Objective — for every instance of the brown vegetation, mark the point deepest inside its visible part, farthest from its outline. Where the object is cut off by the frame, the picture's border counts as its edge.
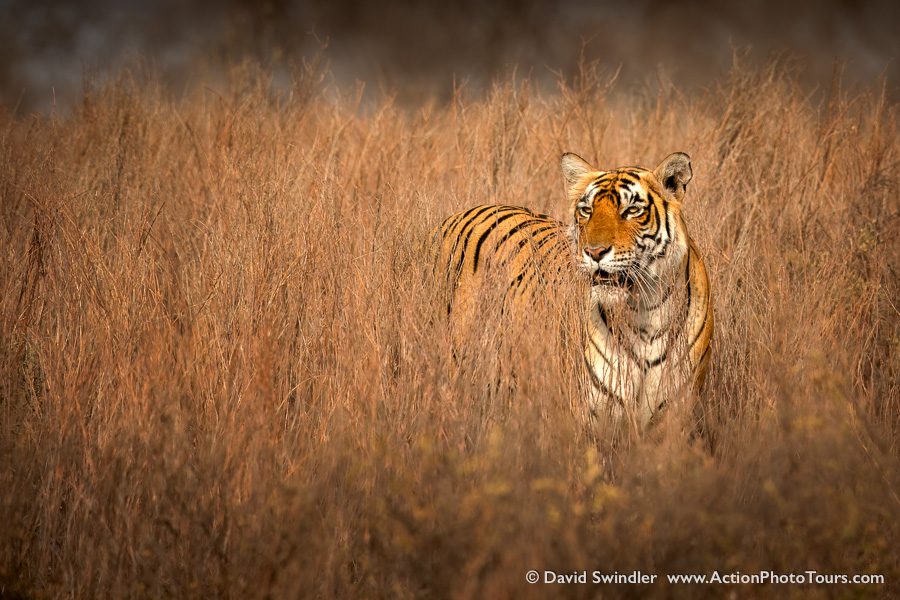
(222, 369)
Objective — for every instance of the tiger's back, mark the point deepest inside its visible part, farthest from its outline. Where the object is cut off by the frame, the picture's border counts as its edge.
(511, 247)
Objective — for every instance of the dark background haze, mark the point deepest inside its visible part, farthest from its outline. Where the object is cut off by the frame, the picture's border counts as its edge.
(417, 49)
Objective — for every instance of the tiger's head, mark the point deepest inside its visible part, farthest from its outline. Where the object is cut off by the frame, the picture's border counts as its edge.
(626, 223)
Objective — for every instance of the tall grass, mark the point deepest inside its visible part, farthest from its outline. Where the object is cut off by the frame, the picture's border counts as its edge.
(225, 370)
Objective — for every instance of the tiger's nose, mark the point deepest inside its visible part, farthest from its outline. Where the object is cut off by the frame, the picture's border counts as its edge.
(596, 252)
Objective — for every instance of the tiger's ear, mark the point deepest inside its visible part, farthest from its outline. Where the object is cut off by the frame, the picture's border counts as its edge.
(674, 173)
(574, 168)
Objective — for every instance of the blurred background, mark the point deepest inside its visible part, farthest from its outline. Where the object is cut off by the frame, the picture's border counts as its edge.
(417, 50)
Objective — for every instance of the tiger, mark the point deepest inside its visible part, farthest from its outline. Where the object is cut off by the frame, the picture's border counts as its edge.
(648, 316)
⁂
- _Brief_: Type the records out again in full, exactly, with each picture omitted.

- _Finished exercise_:
Objective — for every instance of the brown vegetation, mark the point deepest inside its visible part, farthest from its outline. Where the object is cut off by the frame, the picture's border counts as its edge.
(222, 369)
Objective — for every instance of the tiger's back, mark the point deepest inside its visible part, farthest from its outline. Where the object is cut off by the frame, the picture's border counts as its edge.
(511, 247)
Objective — for every instance of the dark background haze, mark the point deepest inside its visible part, farthest from its outline. Where the object is cut off by the frame, the picture's border counts as its edge.
(417, 49)
Objective — for every instance of the tiger's head, mark the point deepest inside its visible part, farthest from its outline. Where the object is cut off by the frame, the picture's border counts as its edge.
(626, 223)
Objective — for every instance of the tall grass, mark the point deepest inside its visible part, farthest from its outline. Where the object is cut off by the frame, the picture's border counts as its edge.
(225, 370)
Objective — for every instance of the tiger's nose, mark the point deepest inside its visible part, farthest from its outline. Where the object is cut off by the frame, the picture's border counts as its edge.
(596, 252)
Objective — for every instance of the tiger's ear, mark the point deepest inside its visible part, farthest from its outline. Where the object is cut off by the frame, the picture's border counts as its edge.
(674, 173)
(574, 168)
Objective — for every instance of the blurred background, mark the point deepest inside its visible part, farthest from its outline. Where the object is cut off by the frame, the picture's border counts as its edge.
(417, 50)
Objective — for every instance of the tiger, mark the point deepest inside its visible part, farthest from its outline. Where the object is cut off by the frame, the picture's border counts as its edge.
(648, 316)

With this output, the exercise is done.